Решебник по алгебре и начала математического анализа 11 класс Колягин Задание 204

\[1)\ y = \sin^{2}x;\]

\[y^{'}(x) = 2\sin x \bullet \cos x =\]

\[= \sin{2x}.\]

\[2)\ y = \cos^{2}x;\]

\[y^{'}(x) = 2\cos x \bullet \left( - \sin x \right) =\]

\[= - \sin{2x}.\]

\[3)\ y = \cos^{3}x;\]

\[y^{'}(x) = 3\cos^{2}x \bullet \left( - \sin x \right) =\]

\[= - 3\sin x\cos^{2}x.\]

\[4)\ y = \sin^{4}x;\]

\[y^{'}(x) = 4\sin^{3}x \bullet \cos x.\]

\[5)\ y = e^{2x^{2}};\]

\[y^{'}(x) = 2 \bullet 2x \bullet e^{2x^{2}} = 4xe^{2x^{2}}.\]

\[6)\ y = e^{- x^{4}};\]

\[y^{'}(x) = - 4x^{3}e^{- x^{4}}.\]

\[7)\ y = \ln{3x^{4}};\]

\[y^{'}(x) = 3 \bullet 4x^{3} \bullet \frac{1}{3x^{4}} = \frac{4}{x}.\]

\[8)\ y = \ln( - 2x);\]

\[y^{'}(x) = - 2 \bullet \frac{1}{- 2x} = \frac{1}{x}.\]

▶ **Записи разметки областей**
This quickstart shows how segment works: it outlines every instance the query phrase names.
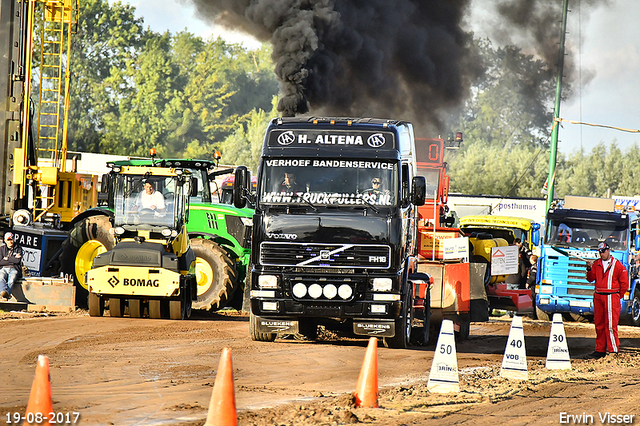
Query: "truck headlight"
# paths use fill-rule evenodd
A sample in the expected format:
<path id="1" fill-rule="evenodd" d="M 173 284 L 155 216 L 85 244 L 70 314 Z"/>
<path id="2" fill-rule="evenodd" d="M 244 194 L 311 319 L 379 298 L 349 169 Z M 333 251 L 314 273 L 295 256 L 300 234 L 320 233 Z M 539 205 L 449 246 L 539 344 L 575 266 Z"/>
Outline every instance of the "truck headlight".
<path id="1" fill-rule="evenodd" d="M 386 314 L 387 306 L 386 305 L 371 305 L 371 313 L 372 314 Z"/>
<path id="2" fill-rule="evenodd" d="M 327 284 L 322 289 L 322 294 L 324 294 L 324 297 L 327 299 L 333 299 L 338 294 L 338 289 L 333 284 Z"/>
<path id="3" fill-rule="evenodd" d="M 293 295 L 296 296 L 298 299 L 302 299 L 304 296 L 307 295 L 307 286 L 302 284 L 302 283 L 296 283 L 293 286 Z"/>
<path id="4" fill-rule="evenodd" d="M 314 299 L 322 296 L 322 287 L 320 286 L 320 284 L 311 284 L 309 286 L 309 296 L 313 297 Z"/>
<path id="5" fill-rule="evenodd" d="M 376 302 L 398 302 L 400 300 L 399 294 L 374 294 L 373 300 Z"/>
<path id="6" fill-rule="evenodd" d="M 391 278 L 374 278 L 372 284 L 373 291 L 391 291 L 393 288 L 393 281 Z"/>
<path id="7" fill-rule="evenodd" d="M 338 296 L 340 296 L 342 299 L 347 300 L 352 295 L 353 289 L 349 285 L 342 284 L 340 287 L 338 287 Z"/>
<path id="8" fill-rule="evenodd" d="M 258 287 L 278 288 L 278 277 L 275 275 L 260 275 L 258 276 Z"/>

▶ **Что нужно сделать**
Какой получается производная функции y = e^(2x²) на странице решебника?

▶ **Ответ ниже**
Производная равна y'(x) = 4x·e^(2x²).